> **YOUR TASK**:
Rewrite the data below with every occurrence of "Annotation guideline" replaced by "Labeling instruction", leaving all other text unchanged and omitting the pictures.

> **MATERIAL FOR THIS EXERCISE**:
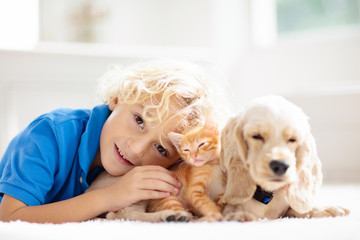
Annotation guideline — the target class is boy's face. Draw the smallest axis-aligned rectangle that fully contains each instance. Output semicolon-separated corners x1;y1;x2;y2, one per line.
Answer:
100;104;180;176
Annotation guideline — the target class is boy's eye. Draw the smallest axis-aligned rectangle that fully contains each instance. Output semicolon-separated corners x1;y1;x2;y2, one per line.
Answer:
135;115;144;128
155;144;168;157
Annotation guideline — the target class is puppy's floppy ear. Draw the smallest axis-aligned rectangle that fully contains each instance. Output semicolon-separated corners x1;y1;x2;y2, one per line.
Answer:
288;131;322;213
220;115;256;205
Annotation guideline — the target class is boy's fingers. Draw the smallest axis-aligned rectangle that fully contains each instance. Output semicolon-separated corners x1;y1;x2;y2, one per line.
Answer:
139;165;176;178
142;190;170;200
143;171;182;188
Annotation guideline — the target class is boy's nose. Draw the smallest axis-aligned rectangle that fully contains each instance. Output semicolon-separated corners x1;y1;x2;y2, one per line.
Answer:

> **WRITTEN RESPONSE**:
Labeling instruction — the target class is boy's face. Draw the smallest axis-aligned rectangle that fully contains each instance. Output semicolon-separated corners x1;y1;x2;y2, one per line.
Answer:
100;104;180;176
Labeling instruction — the target class is boy's eye. Draw the smallest axis-aligned rectangle that fully contains each instance. Output semicolon-separated corners x1;y1;x2;y2, one per line.
Answer:
135;115;144;128
155;144;168;157
Labeling instruction — the target class is puppy's floppy ear. Draw the smallest axis-aligned rectangle that fully contains each instance. Output semicolon-separated corners x1;y1;x2;y2, one per line.
Answer:
288;131;322;213
220;115;256;205
Labeling instruction — the target class is boy's fingers. Draw the smallest axis-aligned rectangle that fully contains each instance. Output semicolon-separated corners x1;y1;x2;y2, one per line.
Answer:
139;165;176;178
142;190;170;200
143;171;182;188
Labeling instruction — the target class is boy's nose. Draw the smallest axis-aligned rectangle that fully contains each instance. Output semicolon-separated corners x1;y1;x2;y2, one per line.
Answer:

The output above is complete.